IslamLib – Salah seorang sastrawan dan intelektual Mesir, Ahmad Abdul Mu’thi Hijazi, pekan lalu berkunjung ke Indonesia untuk membacakan sajak-sajak berbahasa Arab-nya dalam perhelatan Indonesian International Poetry Festival di Taman Ismail Marzuki (TIM), Jakarta. M. Guntur Romli dari Jaringan Islam Liberal (JIL), sempat mewawancarai lulusan Sorbonne yang sempat menjadi dosen sastra Arab di Universitas Paris dan Sorbonne (1974-1990) itu. Berikut petikannya…
Beberapa waktu lalu, di negeri Anda, Mesir, ada kasus pembredelan beberapa karya sastra dan keluarnya fatwa pengharaman seni patung. Apa komentar Anda?
Pembredelan dan permusuhan terhadap karya sastra yang dilakukan oleh pemerintah saat ini, dilakukan untuk mengambil hati dan mengendalikan kelompok-kelompok Islam radikal di Mesir. Sebab, sekarang kelompok-kelompok radikal itu sudah punya kekuatan untuk menekan rezim penguasa. Memang, rezim Anwar Sadat lah yang mula-mula menciptakan kelompok-kelompok radikal tersebut, demi melawan kelompok sosialis dan pendukung Gamal Abdul Nasser.
Ketika Sadat berkuasa, ia mengeluarkan tokoh-tokoh Ikhwanul Muslimin dari penjara dan membuat perjanjian politik dan mempersenjatai senjata. Departemen Dalam Negeri Mesir adalah pihak yang paling betanggungjawab atas terbentuknya kelompok-kelompok Islam radikal.
Namun setelah itu, Depdagri cuci tangan dan pura-pura tidak tahu. Anggota kelompok radikal itu makin leluasa bergerak memusnahkan musuh-musuh politik Sadat. Kita tahu, akhirnya rezim Sadat pun tidak kuasa mengendalikan mereka. Dan, Sadat sendiri menjadi korban keganasan kelompok-kelompok radikal tersebut.
Mengapa kelompok-kelompok radikal di Mesir masih eksis hingga saat ini?
Karena rezim penguasa saat ini gagal memerintah. Inilah yang biasa disebut sebagai gejala negara yang gagal (ad-daulah al-fâsyilah). Mereka juga tidak lebih baik dari Ikhwanul Muslimin. Mereka gagal memakmurkan rakyat Mesir, sehingga fenomena radikalisme dapat disaksikan di negara-negara lain yang rezimnya juga gagal.
Di negara seperti itu, rakyat akan terpesona oleh retorika dan jargon-jargon kelompok-kelompok radikal yang menjanjikan perubahan. Rumusnya, kelompok radikal akan tumbuh-kembang dalam kondisi multikrisis. Dan fenomena inilah yang saya saksikan di Mesir saat ini.

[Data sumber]
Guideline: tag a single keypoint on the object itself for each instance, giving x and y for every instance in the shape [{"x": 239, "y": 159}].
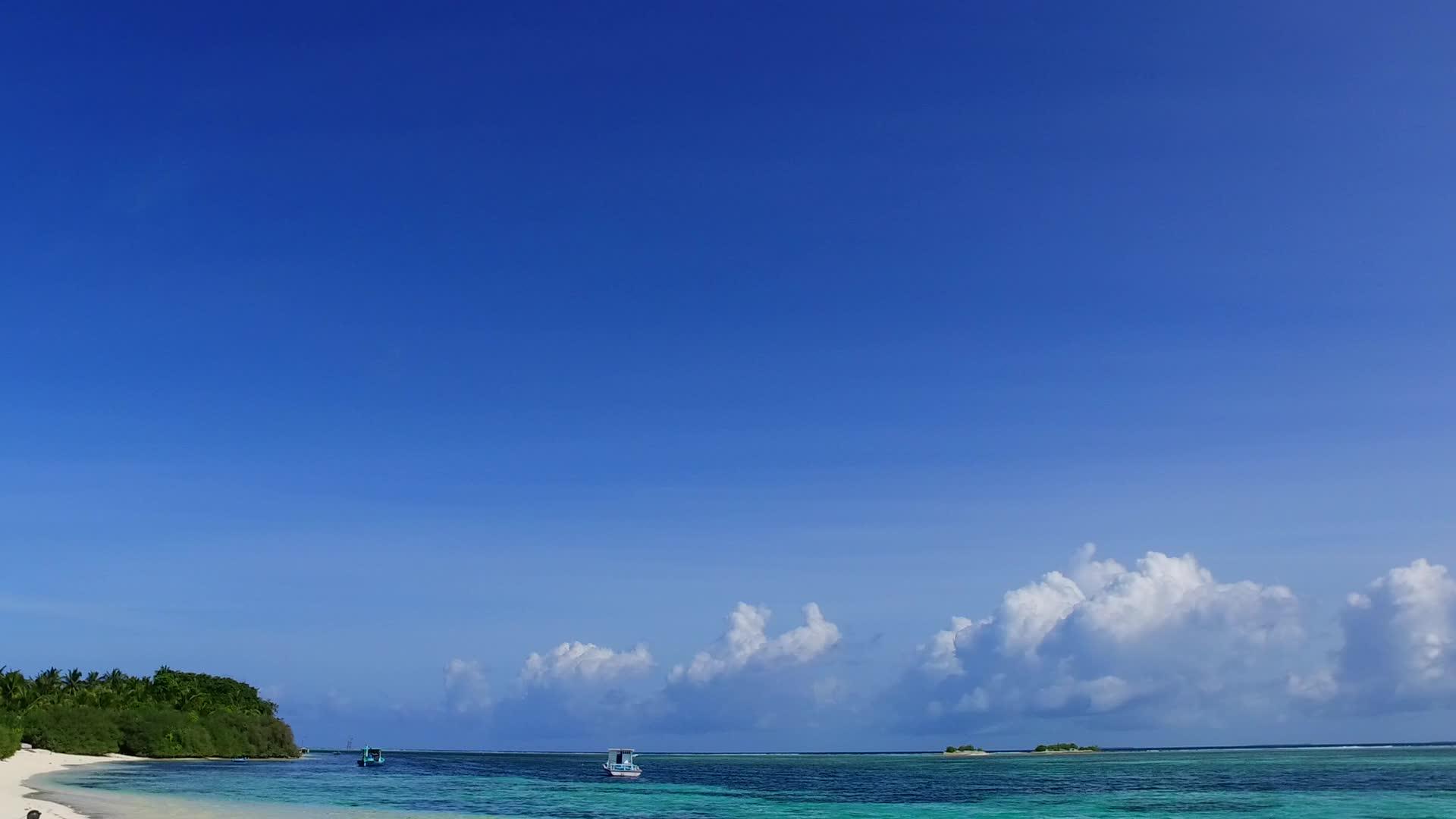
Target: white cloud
[
  {"x": 1400, "y": 645},
  {"x": 466, "y": 687},
  {"x": 585, "y": 662},
  {"x": 747, "y": 643},
  {"x": 1103, "y": 637}
]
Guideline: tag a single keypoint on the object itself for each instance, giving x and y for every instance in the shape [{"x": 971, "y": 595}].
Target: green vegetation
[
  {"x": 168, "y": 714},
  {"x": 9, "y": 735}
]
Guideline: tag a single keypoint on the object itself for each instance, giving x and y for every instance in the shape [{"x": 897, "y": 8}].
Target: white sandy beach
[{"x": 15, "y": 799}]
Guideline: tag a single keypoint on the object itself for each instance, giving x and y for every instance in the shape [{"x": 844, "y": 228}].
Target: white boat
[{"x": 619, "y": 764}]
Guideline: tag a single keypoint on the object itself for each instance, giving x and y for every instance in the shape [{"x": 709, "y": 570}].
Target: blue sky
[{"x": 364, "y": 352}]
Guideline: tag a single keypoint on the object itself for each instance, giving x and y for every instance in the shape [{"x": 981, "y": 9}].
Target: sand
[{"x": 15, "y": 795}]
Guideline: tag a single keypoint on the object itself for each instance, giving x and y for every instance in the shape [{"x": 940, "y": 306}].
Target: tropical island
[
  {"x": 166, "y": 716},
  {"x": 1066, "y": 748}
]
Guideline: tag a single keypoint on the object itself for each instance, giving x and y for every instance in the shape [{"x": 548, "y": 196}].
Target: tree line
[{"x": 168, "y": 714}]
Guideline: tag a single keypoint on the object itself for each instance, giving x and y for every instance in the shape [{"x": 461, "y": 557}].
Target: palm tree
[
  {"x": 72, "y": 682},
  {"x": 47, "y": 682}
]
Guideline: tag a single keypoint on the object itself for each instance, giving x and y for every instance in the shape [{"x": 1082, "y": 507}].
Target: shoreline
[{"x": 18, "y": 795}]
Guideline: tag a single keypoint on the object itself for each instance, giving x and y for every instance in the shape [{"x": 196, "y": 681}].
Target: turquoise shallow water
[{"x": 1395, "y": 783}]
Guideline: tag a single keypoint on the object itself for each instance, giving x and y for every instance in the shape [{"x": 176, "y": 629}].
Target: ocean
[{"x": 1326, "y": 783}]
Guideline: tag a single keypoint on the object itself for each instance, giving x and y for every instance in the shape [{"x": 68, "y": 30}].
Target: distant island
[
  {"x": 166, "y": 716},
  {"x": 1066, "y": 748}
]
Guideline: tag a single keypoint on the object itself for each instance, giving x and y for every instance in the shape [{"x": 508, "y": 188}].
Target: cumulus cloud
[
  {"x": 585, "y": 662},
  {"x": 746, "y": 643},
  {"x": 1400, "y": 645},
  {"x": 466, "y": 687},
  {"x": 1103, "y": 639}
]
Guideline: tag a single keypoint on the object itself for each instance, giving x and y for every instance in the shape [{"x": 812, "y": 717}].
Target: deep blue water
[{"x": 1392, "y": 783}]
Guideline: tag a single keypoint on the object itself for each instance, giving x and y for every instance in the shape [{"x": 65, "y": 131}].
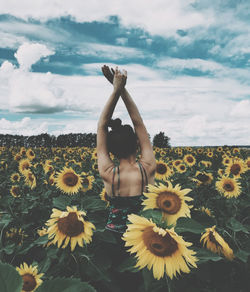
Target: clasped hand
[{"x": 116, "y": 77}]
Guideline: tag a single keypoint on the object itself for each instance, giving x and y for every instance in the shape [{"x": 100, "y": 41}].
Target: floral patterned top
[{"x": 121, "y": 207}]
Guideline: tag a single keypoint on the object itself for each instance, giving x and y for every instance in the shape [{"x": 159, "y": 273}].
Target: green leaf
[
  {"x": 236, "y": 226},
  {"x": 128, "y": 265},
  {"x": 10, "y": 280},
  {"x": 205, "y": 255},
  {"x": 61, "y": 202},
  {"x": 105, "y": 236},
  {"x": 9, "y": 249},
  {"x": 41, "y": 240},
  {"x": 65, "y": 285},
  {"x": 189, "y": 225},
  {"x": 242, "y": 255},
  {"x": 155, "y": 215}
]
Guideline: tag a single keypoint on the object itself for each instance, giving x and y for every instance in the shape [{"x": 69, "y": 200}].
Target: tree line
[{"x": 65, "y": 140}]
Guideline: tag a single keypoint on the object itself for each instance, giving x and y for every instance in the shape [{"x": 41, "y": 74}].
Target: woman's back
[
  {"x": 128, "y": 202},
  {"x": 126, "y": 179}
]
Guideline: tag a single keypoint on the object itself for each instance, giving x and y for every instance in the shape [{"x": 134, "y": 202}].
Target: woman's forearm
[
  {"x": 131, "y": 107},
  {"x": 109, "y": 109}
]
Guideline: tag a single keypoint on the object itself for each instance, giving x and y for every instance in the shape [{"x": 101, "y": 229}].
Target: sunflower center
[
  {"x": 70, "y": 179},
  {"x": 161, "y": 168},
  {"x": 190, "y": 159},
  {"x": 25, "y": 166},
  {"x": 16, "y": 191},
  {"x": 85, "y": 181},
  {"x": 70, "y": 225},
  {"x": 169, "y": 202},
  {"x": 159, "y": 245},
  {"x": 213, "y": 239},
  {"x": 29, "y": 282},
  {"x": 203, "y": 177},
  {"x": 235, "y": 169},
  {"x": 228, "y": 186}
]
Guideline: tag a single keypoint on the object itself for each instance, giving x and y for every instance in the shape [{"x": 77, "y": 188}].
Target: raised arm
[
  {"x": 147, "y": 154},
  {"x": 105, "y": 164}
]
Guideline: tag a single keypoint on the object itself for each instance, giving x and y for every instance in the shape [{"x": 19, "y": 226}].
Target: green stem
[{"x": 168, "y": 284}]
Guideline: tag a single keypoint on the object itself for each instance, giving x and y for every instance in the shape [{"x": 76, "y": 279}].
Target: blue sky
[{"x": 187, "y": 61}]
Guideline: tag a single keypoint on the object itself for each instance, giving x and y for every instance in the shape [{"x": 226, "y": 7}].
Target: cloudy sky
[{"x": 187, "y": 61}]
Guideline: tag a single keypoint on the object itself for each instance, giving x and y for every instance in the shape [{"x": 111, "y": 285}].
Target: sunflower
[
  {"x": 22, "y": 151},
  {"x": 219, "y": 149},
  {"x": 68, "y": 181},
  {"x": 170, "y": 200},
  {"x": 199, "y": 150},
  {"x": 57, "y": 159},
  {"x": 16, "y": 235},
  {"x": 30, "y": 154},
  {"x": 206, "y": 211},
  {"x": 205, "y": 163},
  {"x": 203, "y": 178},
  {"x": 15, "y": 191},
  {"x": 31, "y": 278},
  {"x": 24, "y": 165},
  {"x": 94, "y": 155},
  {"x": 163, "y": 171},
  {"x": 17, "y": 157},
  {"x": 181, "y": 168},
  {"x": 236, "y": 167},
  {"x": 189, "y": 159},
  {"x": 30, "y": 179},
  {"x": 236, "y": 151},
  {"x": 156, "y": 248},
  {"x": 216, "y": 243},
  {"x": 228, "y": 187},
  {"x": 15, "y": 177},
  {"x": 226, "y": 160},
  {"x": 220, "y": 172},
  {"x": 210, "y": 154},
  {"x": 48, "y": 168},
  {"x": 69, "y": 226},
  {"x": 177, "y": 162},
  {"x": 87, "y": 183},
  {"x": 103, "y": 196},
  {"x": 247, "y": 163}
]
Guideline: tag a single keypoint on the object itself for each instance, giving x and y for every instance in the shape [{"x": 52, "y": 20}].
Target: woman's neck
[{"x": 129, "y": 160}]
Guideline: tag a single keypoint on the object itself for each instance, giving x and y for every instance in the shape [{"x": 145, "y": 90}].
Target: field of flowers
[{"x": 192, "y": 234}]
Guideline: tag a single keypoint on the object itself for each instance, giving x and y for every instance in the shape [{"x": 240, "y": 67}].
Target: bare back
[{"x": 130, "y": 182}]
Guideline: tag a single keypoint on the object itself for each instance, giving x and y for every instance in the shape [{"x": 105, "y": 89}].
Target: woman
[{"x": 126, "y": 182}]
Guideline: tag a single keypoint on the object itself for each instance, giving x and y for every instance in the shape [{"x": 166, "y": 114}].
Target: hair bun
[{"x": 115, "y": 124}]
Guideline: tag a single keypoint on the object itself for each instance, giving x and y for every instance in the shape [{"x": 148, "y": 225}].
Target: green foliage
[
  {"x": 90, "y": 267},
  {"x": 10, "y": 280},
  {"x": 65, "y": 285}
]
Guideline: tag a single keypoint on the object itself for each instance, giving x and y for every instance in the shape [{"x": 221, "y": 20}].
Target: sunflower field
[{"x": 192, "y": 233}]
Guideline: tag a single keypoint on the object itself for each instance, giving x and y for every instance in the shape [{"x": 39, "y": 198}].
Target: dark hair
[{"x": 122, "y": 140}]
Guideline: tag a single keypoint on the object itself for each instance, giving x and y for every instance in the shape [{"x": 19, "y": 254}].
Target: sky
[{"x": 187, "y": 62}]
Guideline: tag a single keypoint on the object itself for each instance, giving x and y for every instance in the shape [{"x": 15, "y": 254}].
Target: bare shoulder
[
  {"x": 106, "y": 173},
  {"x": 150, "y": 166}
]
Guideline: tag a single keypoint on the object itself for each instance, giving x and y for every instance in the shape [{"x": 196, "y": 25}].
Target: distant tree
[{"x": 161, "y": 140}]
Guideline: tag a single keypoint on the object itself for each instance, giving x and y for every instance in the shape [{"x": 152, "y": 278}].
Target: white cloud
[
  {"x": 29, "y": 53},
  {"x": 158, "y": 17},
  {"x": 195, "y": 126},
  {"x": 121, "y": 41},
  {"x": 109, "y": 51},
  {"x": 24, "y": 127},
  {"x": 241, "y": 109}
]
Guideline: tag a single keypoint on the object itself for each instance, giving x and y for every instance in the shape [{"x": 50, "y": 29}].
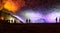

→ **DAFTAR TUGAS**
a: Tentukan apakah setiap pernyataan berikut sesuai dengan teks bacaan, lalu jawab ya atau tidak disertai kutipan persis dari teks bacaan yang menjadi dasarnya: (i) Hijazi pernah menjadi dosen sastra Arab di Universitas Paris dan Sorbonne; (ii) menurut Hijazi, rezim Gamal Abdul Nasser yang mula-mula menciptakan kelompok-kelompok radikal di Mesir; (iii) menurut Hijazi, kelompok radikal tumbuh-kembang dalam kondisi multikrisis.
b: Salin dengan tepat bagian teks bacaan mulai dari "Namun setelah itu, Depdagri" sampai dengan "kelompok-kelompok radikal tersebut.", termasuk kata-kata terakhir itu.
Item-item tersebut tidak diperlukan untuk mengerjakan tugas apa pun.

→ **DAFTAR JAWABAN**
a:
(i) Ya: "sempat menjadi dosen sastra Arab di Universitas Paris dan Sorbonne (1974-1990)"
(ii) Tidak: "rezim Anwar Sadat lah yang mula-mula menciptakan kelompok-kelompok radikal tersebut"
(iii) Ya: "kelompok radikal akan tumbuh-kembang dalam kondisi multikrisis"

b:
Namun setelah itu, Depdagri cuci tangan dan pura-pura tidak tahu. Anggota kelompok radikal itu makin leluasa bergerak memusnahkan musuh-musuh politik Sadat. Kita tahu, akhirnya rezim Sadat pun tidak kuasa mengendalikan mereka. Dan, Sadat sendiri menjadi korban keganasan kelompok-kelompok radikal tersebut.